Exercise directions
Taking the line with "For this dataset, tag each instance of the stone" as the first and the line with "For this dataset, tag each instance of the blue" as the last, set down exactly every line in that range from the entries below, and no more.

(Dataset Opens)

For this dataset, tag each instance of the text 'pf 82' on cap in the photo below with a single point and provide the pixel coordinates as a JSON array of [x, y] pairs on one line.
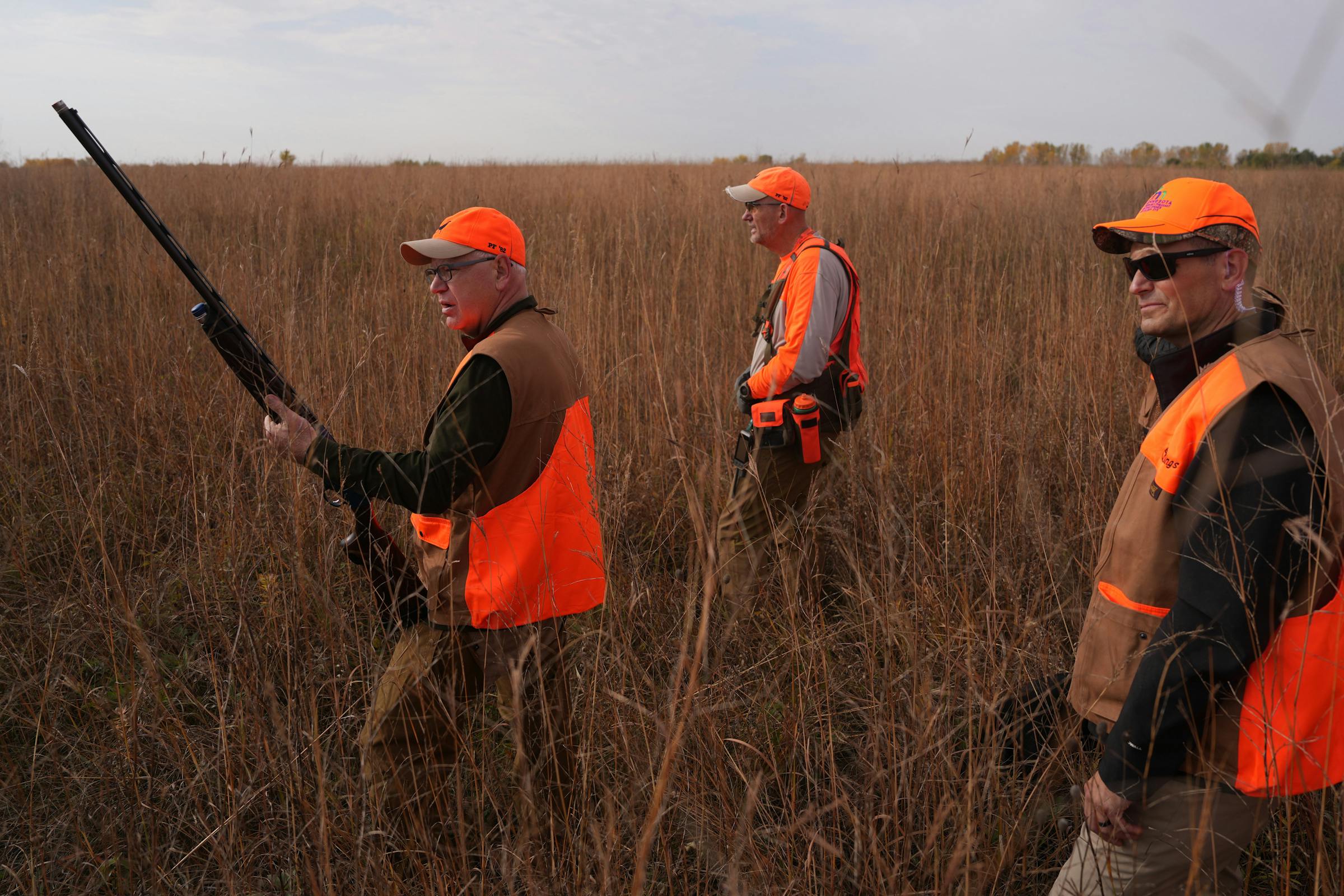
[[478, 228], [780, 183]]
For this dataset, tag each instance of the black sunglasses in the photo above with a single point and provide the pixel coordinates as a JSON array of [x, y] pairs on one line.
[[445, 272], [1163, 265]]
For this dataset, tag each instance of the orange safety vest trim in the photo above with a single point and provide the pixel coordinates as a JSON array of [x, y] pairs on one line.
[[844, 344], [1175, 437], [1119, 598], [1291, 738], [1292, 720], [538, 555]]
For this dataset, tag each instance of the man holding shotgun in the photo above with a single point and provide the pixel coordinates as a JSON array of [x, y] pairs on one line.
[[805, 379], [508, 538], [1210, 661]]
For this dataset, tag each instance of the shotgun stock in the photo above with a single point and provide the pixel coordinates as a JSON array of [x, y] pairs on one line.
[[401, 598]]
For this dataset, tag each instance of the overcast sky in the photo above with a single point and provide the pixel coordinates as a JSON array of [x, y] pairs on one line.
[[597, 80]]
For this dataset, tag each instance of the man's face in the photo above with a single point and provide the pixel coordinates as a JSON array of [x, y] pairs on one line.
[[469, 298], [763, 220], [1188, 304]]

(Dataset Closes)
(Dataset Opens)

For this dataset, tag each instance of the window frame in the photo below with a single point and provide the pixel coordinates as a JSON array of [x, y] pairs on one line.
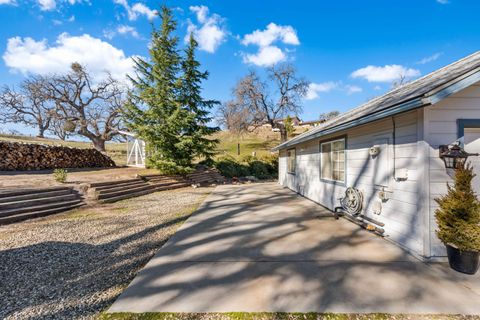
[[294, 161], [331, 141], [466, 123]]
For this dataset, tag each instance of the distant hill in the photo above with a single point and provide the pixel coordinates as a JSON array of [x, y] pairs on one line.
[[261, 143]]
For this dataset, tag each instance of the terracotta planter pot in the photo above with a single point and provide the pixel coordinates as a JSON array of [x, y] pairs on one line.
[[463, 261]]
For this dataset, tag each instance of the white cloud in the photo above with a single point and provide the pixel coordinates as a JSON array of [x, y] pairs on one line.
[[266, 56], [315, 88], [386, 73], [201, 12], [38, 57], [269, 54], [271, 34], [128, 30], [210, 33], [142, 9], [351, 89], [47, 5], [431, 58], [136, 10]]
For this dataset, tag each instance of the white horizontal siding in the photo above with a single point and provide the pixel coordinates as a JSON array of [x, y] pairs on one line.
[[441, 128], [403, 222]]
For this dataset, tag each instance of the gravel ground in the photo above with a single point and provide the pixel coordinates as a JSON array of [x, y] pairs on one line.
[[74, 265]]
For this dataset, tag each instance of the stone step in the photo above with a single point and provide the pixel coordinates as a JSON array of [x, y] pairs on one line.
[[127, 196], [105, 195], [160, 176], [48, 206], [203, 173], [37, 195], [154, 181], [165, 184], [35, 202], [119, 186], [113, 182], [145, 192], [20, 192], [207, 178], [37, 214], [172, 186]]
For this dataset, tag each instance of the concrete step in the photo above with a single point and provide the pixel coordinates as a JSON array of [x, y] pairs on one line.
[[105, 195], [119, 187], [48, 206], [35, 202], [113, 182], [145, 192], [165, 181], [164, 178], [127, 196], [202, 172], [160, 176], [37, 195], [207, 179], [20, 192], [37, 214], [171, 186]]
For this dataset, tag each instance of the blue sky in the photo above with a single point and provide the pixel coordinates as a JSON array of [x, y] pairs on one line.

(Dataset Closes)

The answer
For this dataset, tag each instance of the stone step in the photo above with a single point and provide the pixel coordinates as a JSON array of [x, y] pairs on one line.
[[127, 196], [105, 195], [160, 176], [48, 206], [203, 173], [37, 195], [154, 181], [165, 184], [35, 202], [119, 186], [113, 182], [145, 192], [20, 192], [207, 178], [37, 214], [172, 186]]
For this dataset, tag each instance of the concrete step in the photo above with a single point and provide the pixel coordinates as a JSON array of [x, y] pairs on one line.
[[105, 195], [119, 187], [48, 206], [35, 202], [113, 182], [145, 192], [165, 181], [164, 178], [127, 196], [202, 172], [160, 176], [37, 195], [207, 179], [20, 192], [37, 214], [171, 186]]
For this dataset, tag each instance of the blue sky in the photo above with a single point and provide the pixel coordinates as a JSON array of [x, y] pairs on one line.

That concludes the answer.